→ Your task: Write the next part of the news article about the UC Davis science panel on California's Delta water regulations, starting after its final sentence.

→ Quoted passage:
UC Davis was the site of a momentous discussion last week, when an elite science panel met to review California’s water crisis.
The panel, which consisted of members from the National Research Council, was called by Senator Dianne Feinstein in response to California farmers’ protests about water regulations.
The main topic of the panel was the science behind regulations that have limited water pumping from the Delta to agricultural and urban areas in California. These regulations were put in place due to steadily decreasing numbers of fish native to the Delta, which are harmed as a result of the pumping.
Stewart Resnick, president and CEO of agricultural giant Roll International Corporation, which owns Paramount Farms in the San Joaquin Valley, originally called for the panel in a letter to Feinstein.
“Quite simply, the federal agencies have used sloppy science to attribute the entire Delta fisheries decline to the state and federal water projects and have imposed regulations accordingly,” Resnick said in his letter.
Feinstein complied with Resnick’s request, and Congress provided approximately $1.5 million to fund the panel. The National Research Council consists of volunteers from all over the country, who have extensive backgrounds in research and many who are university professors.
“This is an all-star lineup,” said Jeffrey Mount, a UC Davis geology professor and director of the UCD Center for Watershed Sciences. “And it’s great that UC Davis hosted this.”
Mount testified for the panel.
Members of the National Research Council will release a preliminary review in mid-March. They will look at the current water regulations and possibly create alternative solutions.
“The second charge for the panel is very long and broad – I call it ‘describe the universe and give three examples,'” Mount said. “Basically they will describe everything in the Delta that might be done to make things better – political, environmental, everything. This is not due for another 18 months.”
Mount stated that despite its qualified members, the call for the panel was not a cost-effective or necessary decision.

Dataset records:
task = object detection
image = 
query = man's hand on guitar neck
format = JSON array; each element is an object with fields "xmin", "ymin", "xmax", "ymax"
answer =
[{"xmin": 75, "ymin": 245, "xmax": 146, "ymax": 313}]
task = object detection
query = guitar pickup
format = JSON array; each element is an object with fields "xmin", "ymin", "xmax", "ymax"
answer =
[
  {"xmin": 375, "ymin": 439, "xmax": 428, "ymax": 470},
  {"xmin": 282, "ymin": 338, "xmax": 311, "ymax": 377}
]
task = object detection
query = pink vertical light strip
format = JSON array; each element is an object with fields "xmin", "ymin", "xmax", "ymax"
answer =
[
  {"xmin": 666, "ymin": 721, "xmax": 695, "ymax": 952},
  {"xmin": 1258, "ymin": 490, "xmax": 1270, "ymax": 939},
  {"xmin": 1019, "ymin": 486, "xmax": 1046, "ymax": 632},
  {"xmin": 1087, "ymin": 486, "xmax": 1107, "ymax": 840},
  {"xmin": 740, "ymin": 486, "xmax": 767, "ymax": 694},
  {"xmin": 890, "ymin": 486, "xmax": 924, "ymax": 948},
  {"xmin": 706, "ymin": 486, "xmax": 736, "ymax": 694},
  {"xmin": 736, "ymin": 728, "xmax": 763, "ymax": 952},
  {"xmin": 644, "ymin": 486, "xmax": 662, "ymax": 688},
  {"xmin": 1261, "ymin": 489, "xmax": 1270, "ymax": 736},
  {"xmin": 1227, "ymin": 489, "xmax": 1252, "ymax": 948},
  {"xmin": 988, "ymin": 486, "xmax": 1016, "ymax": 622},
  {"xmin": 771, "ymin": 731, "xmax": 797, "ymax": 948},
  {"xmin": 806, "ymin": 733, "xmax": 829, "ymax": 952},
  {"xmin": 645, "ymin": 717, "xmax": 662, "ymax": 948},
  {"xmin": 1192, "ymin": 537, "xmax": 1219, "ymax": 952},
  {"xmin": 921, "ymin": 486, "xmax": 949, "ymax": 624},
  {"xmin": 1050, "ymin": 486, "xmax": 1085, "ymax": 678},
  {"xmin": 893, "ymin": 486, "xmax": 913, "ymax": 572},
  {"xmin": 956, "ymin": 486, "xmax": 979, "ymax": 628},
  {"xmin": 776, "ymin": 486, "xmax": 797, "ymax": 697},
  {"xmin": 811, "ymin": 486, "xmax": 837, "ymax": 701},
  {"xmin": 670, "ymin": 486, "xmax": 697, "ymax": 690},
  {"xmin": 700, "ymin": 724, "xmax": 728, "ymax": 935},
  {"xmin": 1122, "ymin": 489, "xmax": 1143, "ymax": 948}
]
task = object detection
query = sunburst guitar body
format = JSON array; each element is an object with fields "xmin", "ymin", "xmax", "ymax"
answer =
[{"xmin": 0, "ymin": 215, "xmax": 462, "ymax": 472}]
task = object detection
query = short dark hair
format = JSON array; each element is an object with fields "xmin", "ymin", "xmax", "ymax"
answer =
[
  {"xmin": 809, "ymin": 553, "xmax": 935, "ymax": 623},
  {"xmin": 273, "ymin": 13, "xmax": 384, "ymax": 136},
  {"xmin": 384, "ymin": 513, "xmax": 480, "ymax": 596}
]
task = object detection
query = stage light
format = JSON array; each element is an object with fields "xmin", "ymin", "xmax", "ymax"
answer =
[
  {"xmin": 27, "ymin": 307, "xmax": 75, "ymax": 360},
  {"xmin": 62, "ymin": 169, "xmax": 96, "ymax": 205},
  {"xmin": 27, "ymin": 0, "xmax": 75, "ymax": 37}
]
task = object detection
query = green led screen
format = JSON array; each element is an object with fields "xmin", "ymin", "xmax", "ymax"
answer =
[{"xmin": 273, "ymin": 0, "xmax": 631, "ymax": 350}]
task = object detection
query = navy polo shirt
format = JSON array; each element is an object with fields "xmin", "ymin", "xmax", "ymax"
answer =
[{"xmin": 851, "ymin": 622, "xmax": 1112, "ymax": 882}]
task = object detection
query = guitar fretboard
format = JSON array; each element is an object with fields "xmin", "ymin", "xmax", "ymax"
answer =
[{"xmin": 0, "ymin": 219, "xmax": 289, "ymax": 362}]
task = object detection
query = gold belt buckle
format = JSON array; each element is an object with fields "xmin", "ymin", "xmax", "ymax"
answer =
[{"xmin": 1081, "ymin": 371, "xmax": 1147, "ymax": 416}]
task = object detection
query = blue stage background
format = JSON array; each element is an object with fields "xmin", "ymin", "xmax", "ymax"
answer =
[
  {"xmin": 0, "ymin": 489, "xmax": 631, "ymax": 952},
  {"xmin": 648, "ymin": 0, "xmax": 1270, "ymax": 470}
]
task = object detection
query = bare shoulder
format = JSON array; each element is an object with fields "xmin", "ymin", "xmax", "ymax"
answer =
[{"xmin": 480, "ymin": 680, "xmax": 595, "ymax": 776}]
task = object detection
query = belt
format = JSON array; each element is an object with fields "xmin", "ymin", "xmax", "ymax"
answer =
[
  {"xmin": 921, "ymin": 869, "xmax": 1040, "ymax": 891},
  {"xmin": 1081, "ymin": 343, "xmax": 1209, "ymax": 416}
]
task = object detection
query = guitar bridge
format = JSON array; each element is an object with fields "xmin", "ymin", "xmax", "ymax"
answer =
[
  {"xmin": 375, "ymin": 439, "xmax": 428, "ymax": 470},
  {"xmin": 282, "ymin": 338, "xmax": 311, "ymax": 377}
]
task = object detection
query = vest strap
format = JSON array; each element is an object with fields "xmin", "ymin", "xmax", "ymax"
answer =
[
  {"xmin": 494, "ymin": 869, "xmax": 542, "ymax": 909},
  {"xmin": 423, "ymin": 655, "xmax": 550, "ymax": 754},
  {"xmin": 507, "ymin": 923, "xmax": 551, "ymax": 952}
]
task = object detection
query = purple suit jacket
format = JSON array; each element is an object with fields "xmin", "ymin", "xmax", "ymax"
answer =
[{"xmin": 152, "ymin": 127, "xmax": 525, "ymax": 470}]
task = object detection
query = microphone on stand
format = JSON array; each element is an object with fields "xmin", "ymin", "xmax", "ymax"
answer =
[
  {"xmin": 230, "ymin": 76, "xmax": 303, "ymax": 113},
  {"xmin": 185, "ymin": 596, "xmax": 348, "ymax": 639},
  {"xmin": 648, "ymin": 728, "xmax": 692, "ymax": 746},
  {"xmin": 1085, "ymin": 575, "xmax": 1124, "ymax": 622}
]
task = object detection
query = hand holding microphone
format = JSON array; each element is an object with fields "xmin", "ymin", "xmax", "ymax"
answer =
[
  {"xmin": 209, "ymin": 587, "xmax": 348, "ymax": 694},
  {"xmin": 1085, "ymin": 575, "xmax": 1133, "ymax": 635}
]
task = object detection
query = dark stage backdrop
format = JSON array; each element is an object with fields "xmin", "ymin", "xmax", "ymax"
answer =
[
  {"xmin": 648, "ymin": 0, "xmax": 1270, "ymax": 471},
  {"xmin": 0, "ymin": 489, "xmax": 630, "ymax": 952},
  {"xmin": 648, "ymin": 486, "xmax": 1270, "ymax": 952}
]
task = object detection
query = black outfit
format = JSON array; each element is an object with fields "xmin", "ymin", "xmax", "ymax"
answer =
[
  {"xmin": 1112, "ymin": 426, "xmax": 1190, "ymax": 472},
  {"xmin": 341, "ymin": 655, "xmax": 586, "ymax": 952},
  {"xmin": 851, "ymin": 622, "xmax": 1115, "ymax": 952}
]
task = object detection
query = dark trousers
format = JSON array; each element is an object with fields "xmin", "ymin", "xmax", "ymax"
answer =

→ Result:
“The National Research Council only gets called when someone in Congress gets upset enough,” he said. “We should never be afraid to have science reviewed, but is this the right way to do it? I don’t think so.”
Peter Moyle, UC Davis professor of fish biology and associate director for the Center for Watershed Sciences, also testified for the panel. He asserted that the biggest cause of the decline of fish in the Delta has been the diversion of water by the pumps.
“We’ve been increasing the amount of water being diverted by the pumps for the last 30 years, and we’ve reached a point where we’ve changed the way the ecosystem works,” Moyle said.
Endangered fish include various types of salmon, striped bass and, perhaps most significant, a small fish native to the Delta called the Delta smelt. The smelt, which used to be abundant in the Delta, is now near extinction.
“The smelt is everyone’s favorite whipping fish,” Moyle said. “It’s a small, insignificant fish that seems to be good for nothing. But it’s a good indicator of the condition of the system because it’s the most sensitive of all the species.”
Despite the current rarity of the smelt and the suggestion it is of little importance to the ecosystem, Moyle believes the smelt – and the other endangered fish – should be saved.
“The Endangered Species Act means that it is morally incorrect to let a species go extinct,” he said.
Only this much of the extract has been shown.